** Extract **

--------------------

Orlando Finds Strength as One of Nation’s Top Multifamily Markets

by John Nelson

Orlando remains one of the strongest multifamily markets nationally despite the slowdown being experienced in commercial real estate at large. Its strength is largely defined by growth in rent, supply, upcoming development opportunities, employment and the local economy, which have all contributed to healthy fundamentals.

Being a top U.S. tourism destination has also helped with more than 74 million visitors coming to Orlando in 2022. Local tourism has created 212,000 jobs as of year-end 2021, and the city is home to nine world-renowned theme parks that are frequented by tourists. 

Nick Meoli, Cushman & Wakefield

Orlando has also proven to be a very attractive and viable place to live long-term. The city is the fourth-largest in Florida, with an estimated population of more than 312,200 in 2023 and over 2 million within the metropolitan statistical area (MSA). The area’s population growth has supported multifamily growth opportunities, ensuring there is a vast renter pool and demand for the inventory that continues to be delivered.

That has propelled rent growth up with submarkets like Colonial Town and Florida Center North, which are still posting year-over-year increases between 10 and 16 percent, significantly higher than the national average.

Overall supply has also held up well with 6,103 units added year-to-date and 24,697 more units being built currently. The city’s largest developers are The NRP Group and D.R. Horton, which have 1,004 and 995 units under construction, respectively. NRP’s most notable projects in the area include Afton Palms, a 352-unit development at 1150 Upsala Road, and Serenza, a 320-unit development at 101 Allure Point. 

D.R. Horton recently announced plans for a mixed-use project called NonaWest that will include 396 apartments, 188 townhomes and 7.8 acres of commercial property. The project will sit on a 114-acre site that the developer purchased recently near Lake Nona and Orlando International Airport. 

Mike Donaldson, Cushman & Wakefield

Developers have been drawn to the Orlando metro area’s expansion and proximity to transportation and job centers. They are bullish on new multifamily projects performing well in the market as a result. 

It’s expected that only 7.2 percent of the overall market supply will come on line in the next 12 months. However, occupancy and rental rates are projected to stay stable and comfortably absorb new supply as it arrives. In the meantime, the market’s existing supply has remained relatively stable despite a slower performing economy with Orlando’s market average apartment occupancy sitting at 91.2 percent.

Much of this has to do with the city’s in-migration, along with the rise in interest rates that is negatively impacting homeownership but benefiting multifamily as many individuals consider renting as a more cost-effective solution. This has not only attracted developers, but the appetite from investors is strong because of the recession-resistent fundamentals and future job creation in the area.

--------------------

Dataset entries:
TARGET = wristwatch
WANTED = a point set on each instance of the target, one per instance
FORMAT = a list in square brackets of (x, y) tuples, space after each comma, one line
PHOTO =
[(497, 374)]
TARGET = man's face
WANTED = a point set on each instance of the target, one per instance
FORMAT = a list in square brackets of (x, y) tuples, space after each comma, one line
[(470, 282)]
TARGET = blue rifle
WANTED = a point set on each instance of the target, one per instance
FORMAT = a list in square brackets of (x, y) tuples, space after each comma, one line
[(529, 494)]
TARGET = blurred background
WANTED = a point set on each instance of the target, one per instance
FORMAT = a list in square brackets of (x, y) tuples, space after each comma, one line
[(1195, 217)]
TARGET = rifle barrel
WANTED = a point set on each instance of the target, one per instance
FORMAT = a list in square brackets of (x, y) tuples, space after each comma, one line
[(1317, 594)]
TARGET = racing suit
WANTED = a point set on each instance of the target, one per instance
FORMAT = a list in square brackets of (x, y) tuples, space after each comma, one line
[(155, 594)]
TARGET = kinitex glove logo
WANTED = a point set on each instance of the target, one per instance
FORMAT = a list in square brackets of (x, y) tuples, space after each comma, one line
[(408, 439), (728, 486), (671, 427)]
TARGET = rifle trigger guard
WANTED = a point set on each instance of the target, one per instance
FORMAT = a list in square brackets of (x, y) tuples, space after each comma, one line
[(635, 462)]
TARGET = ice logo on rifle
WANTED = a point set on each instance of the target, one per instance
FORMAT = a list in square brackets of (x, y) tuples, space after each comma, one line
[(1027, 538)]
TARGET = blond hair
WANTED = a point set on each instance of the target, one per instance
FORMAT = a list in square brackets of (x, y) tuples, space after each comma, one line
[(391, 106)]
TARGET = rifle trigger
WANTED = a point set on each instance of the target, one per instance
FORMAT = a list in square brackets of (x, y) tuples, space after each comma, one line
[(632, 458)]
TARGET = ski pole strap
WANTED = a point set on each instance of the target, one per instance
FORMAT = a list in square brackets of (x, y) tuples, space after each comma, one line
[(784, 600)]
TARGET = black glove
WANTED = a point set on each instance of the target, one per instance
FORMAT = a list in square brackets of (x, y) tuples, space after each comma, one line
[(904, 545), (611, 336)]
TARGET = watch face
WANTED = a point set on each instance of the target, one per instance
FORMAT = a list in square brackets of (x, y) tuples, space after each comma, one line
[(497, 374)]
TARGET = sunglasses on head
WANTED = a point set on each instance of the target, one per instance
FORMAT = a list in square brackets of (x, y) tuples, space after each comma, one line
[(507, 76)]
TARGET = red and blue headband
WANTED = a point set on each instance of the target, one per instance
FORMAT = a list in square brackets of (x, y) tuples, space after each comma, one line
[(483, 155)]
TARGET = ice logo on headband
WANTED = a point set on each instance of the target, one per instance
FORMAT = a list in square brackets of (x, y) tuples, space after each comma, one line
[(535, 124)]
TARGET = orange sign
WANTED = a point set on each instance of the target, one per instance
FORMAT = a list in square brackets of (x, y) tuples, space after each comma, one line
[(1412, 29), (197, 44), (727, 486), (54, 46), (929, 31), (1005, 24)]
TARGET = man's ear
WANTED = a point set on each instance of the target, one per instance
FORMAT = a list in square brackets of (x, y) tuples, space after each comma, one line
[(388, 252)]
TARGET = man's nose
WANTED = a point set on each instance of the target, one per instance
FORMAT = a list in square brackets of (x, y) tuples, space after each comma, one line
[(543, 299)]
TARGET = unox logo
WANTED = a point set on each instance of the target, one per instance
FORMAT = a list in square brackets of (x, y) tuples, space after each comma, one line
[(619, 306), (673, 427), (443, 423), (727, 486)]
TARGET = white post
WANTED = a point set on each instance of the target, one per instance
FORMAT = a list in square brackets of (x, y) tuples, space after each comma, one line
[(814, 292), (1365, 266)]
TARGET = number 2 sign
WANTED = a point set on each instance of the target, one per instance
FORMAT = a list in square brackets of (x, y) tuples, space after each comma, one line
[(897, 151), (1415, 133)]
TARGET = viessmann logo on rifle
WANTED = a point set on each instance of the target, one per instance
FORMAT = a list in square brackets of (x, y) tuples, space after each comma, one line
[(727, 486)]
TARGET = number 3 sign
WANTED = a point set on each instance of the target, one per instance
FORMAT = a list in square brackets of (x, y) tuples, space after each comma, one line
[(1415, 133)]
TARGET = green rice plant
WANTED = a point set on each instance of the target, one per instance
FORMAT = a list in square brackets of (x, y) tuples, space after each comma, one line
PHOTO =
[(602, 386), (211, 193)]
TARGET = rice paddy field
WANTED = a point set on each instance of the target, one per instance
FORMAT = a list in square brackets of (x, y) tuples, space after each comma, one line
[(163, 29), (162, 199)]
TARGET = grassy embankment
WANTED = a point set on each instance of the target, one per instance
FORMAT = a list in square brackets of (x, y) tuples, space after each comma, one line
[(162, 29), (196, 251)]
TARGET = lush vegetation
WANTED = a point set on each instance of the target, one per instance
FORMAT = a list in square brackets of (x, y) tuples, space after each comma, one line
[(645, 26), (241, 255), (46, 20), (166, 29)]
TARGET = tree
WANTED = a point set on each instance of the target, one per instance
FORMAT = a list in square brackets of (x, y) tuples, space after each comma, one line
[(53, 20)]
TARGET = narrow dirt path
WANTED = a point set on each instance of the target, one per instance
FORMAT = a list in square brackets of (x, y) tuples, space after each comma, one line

--------------------

** Task item A **
What is Orlando's market average apartment occupancy, according to the article on Orlando's multifamily market?
** Task item B **
Rewrite the passage of the article on Orlando's multifamily market between "Overall supply has" and "Orlando International Airport.", inclusive, substituting "condominiums" for "townhomes".

** Answer section A **
91.2 percent

** Answer section B **
Overall supply has also held up well with 6,103 units added year-to-date and 24,697 more units being built currently. The city’s largest developers are The NRP Group and D.R. Horton, which have 1,004 and 995 units under construction, respectively. NRP’s most notable projects in the area include Afton Palms, a 352-unit development at 1150 Upsala Road, and Serenza, a 320-unit development at 101 Allure Point. 

D.R. Horton recently announced plans for a mixed-use project called NonaWest that will include 396 apartments, 188 condominiums and 7.8 acres of commercial property. The project will sit on a 114-acre site that the developer purchased recently near Lake Nona and Orlando International Airport.